> VORGEGEBENE AUFGABE 1
Ermittle, in wie vielen Zeilen der Auflistung weiter unten die Zeichenfolge „water“ vorkommt. Groß- und Kleinschreibung zählt, und gib nur die Zahl an.

Skip to main content
ANZEIGE
Künstlerische Bilanz eines Lebenswerks

Erwin-Roth-Retrospektive in der Residenz Kempten



Foto: Herbert Eichhorn
Weder Erwin Roth selbst noch seinen Werken sieht man die siebzig an.

Kempten / Ausnang – Unter dem Ausstellungstitel „Vollgas“ hat sich der passionierte Motorradfahrer Erwin Roth zum Siebzigsten einen Wunsch erfüllt. In einer großen Überblicksschau zeigte der Künstler im Hofgartensaal der Residenz in Kempten eine breite Auswahl von Arbeiten aus fünf Jahrzehnten. Eine Woche lang, bis 17. Dezember, war dieser äußerst anregende Querschnitt durch ein – ja, man muss es so sagen – Lebenswerk zu sehen gewesen. Unser Kultur-Reporter Herbert Eichhorn hat sich die Ausstellung angeschaut.

Viele werden Erwin Roth, der in Ausnang aufgewachsen ist und bis heute dort lebt und arbeitet, kennen – allerdings weniger als Künstler. Roths Brotberuf ist der eines Restaurators. Überall im Allgäu hat er über die Jahrzehnte in und für Kirchen, Kapellen und Schlösser gearbeitet. Er genießt einen hervorragenden Ruf als sensibler und sorgfältiger Restaurator alter Kunst.

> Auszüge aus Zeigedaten
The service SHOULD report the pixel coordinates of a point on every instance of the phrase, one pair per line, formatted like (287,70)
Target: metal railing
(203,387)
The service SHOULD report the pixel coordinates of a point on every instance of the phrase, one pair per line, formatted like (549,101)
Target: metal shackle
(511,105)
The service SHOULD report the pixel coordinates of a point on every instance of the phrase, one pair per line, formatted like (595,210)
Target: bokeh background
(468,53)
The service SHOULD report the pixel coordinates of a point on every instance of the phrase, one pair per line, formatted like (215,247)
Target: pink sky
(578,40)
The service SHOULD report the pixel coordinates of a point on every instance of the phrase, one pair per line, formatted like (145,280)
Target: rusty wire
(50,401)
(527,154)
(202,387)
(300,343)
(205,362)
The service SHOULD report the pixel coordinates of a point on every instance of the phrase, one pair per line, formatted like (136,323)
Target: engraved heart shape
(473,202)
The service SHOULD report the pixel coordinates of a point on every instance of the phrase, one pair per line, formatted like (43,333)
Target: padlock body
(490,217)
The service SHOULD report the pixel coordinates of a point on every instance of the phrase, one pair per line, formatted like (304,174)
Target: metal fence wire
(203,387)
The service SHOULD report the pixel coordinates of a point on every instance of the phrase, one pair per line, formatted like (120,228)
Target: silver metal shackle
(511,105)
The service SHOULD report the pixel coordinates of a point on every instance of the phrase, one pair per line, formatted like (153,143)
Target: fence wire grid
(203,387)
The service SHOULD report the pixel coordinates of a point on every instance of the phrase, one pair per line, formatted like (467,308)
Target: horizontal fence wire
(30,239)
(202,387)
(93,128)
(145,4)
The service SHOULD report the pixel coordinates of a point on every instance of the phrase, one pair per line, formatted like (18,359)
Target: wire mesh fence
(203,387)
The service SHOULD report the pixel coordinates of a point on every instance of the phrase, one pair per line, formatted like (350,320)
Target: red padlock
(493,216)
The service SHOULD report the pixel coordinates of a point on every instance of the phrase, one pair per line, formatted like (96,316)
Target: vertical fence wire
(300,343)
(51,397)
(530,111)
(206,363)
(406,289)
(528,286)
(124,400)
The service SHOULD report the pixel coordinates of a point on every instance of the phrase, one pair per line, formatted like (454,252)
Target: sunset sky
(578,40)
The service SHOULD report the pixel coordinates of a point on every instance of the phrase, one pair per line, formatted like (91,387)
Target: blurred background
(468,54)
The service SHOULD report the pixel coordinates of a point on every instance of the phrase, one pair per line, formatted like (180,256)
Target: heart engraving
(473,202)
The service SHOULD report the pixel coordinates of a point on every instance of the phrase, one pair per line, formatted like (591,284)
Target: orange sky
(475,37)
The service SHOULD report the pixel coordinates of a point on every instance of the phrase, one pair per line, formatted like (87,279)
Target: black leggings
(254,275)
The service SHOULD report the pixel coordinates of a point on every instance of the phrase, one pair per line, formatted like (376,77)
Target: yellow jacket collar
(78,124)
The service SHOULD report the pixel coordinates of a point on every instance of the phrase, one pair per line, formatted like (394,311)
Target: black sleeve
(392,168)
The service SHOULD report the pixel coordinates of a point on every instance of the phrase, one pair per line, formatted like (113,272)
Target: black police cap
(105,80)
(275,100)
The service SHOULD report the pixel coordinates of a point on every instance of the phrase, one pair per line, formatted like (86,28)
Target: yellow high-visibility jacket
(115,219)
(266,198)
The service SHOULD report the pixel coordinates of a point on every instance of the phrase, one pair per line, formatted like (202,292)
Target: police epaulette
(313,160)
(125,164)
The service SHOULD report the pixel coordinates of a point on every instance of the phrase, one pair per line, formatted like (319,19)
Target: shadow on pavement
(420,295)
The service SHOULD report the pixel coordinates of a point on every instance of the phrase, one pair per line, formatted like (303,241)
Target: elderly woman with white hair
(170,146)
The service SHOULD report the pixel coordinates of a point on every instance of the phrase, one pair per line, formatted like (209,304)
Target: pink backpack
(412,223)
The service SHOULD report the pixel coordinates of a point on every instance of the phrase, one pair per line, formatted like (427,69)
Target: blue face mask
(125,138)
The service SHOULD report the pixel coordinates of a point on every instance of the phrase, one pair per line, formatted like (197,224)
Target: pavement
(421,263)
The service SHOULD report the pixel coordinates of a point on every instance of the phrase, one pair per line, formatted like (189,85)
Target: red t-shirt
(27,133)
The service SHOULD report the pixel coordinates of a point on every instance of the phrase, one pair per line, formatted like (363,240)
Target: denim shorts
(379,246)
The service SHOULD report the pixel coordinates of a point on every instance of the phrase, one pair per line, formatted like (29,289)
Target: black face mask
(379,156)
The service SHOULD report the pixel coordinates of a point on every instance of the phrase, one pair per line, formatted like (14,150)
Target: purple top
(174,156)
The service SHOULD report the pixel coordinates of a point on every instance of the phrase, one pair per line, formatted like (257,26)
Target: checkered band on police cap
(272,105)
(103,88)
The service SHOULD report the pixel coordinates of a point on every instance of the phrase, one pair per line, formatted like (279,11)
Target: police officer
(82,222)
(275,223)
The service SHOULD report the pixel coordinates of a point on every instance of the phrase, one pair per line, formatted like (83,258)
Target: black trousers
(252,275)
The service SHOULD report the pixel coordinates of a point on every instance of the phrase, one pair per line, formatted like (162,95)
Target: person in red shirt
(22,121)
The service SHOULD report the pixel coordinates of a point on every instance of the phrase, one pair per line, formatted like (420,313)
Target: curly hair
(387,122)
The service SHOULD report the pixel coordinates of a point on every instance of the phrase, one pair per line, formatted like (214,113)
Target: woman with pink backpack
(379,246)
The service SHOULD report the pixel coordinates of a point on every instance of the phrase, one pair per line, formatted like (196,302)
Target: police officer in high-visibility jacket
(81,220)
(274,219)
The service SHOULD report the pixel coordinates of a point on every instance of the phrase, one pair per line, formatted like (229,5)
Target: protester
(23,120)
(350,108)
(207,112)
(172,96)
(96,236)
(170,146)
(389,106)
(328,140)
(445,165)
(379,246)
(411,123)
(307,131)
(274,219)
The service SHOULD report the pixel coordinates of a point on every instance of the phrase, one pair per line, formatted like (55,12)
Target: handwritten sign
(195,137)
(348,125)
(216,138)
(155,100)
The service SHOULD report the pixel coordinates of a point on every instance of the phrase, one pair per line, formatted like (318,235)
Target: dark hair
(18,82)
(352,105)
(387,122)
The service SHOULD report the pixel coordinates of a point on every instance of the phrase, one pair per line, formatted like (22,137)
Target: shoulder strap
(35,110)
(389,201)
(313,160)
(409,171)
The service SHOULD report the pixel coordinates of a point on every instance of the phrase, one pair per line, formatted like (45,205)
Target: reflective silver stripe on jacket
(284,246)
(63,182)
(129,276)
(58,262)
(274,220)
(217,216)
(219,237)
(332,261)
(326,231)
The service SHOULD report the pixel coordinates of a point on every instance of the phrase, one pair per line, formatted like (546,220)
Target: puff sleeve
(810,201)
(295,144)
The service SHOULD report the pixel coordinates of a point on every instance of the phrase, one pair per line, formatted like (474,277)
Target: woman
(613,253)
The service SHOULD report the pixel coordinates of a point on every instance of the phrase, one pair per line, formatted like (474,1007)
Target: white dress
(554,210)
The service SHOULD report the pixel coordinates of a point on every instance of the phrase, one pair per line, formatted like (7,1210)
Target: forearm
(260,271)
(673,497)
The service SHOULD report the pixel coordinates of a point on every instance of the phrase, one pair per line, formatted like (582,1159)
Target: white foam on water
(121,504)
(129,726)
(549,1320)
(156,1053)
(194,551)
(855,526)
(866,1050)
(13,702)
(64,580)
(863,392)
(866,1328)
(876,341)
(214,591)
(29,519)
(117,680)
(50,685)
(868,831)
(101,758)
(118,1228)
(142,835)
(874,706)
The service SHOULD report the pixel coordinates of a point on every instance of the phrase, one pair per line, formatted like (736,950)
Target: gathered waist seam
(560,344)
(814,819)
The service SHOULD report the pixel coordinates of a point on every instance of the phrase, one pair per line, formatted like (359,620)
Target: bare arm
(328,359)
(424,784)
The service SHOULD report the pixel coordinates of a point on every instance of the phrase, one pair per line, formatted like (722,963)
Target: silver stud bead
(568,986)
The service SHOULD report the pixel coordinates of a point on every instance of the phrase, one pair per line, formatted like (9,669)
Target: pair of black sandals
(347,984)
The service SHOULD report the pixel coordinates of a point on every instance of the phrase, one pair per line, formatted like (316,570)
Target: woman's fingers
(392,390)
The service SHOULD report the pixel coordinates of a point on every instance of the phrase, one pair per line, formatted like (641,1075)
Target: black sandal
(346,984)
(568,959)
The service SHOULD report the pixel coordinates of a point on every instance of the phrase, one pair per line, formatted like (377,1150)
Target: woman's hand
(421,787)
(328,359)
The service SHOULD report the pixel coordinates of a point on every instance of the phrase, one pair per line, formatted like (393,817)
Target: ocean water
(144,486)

> VORGEGEBENE AUFGABE 2
Führe den Artikel über die Erwin-Roth-Retrospektive direkt im Anschluss an seinen letzten Satz weiter.

> ENDGÜLTIGE ANTWORT 1
2

> ENDGÜLTIGE ANTWORT 2
Bildender Künstler und Restaurator

Andere kennen vielleicht Erwin Roth tatsächlich als bildenden Künstler, aber eventuell ausschließlich durch seine monumentalen Außenplastiken. In Leutkirch markiert zum Beispiel seine fünf Meter hohe Skulptur „Grande Dame“ aus rostendem Stahl eindrucksvoll das Entree zur Altstadt. Die Ausstellung in Kempten bietet nun die Gelegenheit, sich ein breiteres Bild davon zu machen, was Erwin Roth als freischaffender Bildhauer und Maler im stillen Ausnanger Atelier geschaffen hat. Befragt, wann denn das alles entstanden ist, während er in der Leutkircher Stadtpfarrkirche, in den Kirchen von Herlazhofen und Diepoldshofen und in Dutzenden anderen Kirchen des Allgäus als Restaurator gearbeitet hat, gibt Erwin Roth strahlend Auskunft. Wenn früher die Kinder im Bett waren und andere es sich dann eben vor dem Fernseher gemütlich einrichteten, ging er in sein Atelier und machte sich an die Arbeit.

Blick in die Ausstellung mit der Skulptur „Offene Räume – Freie Träume“ (2022) im Vordergrund.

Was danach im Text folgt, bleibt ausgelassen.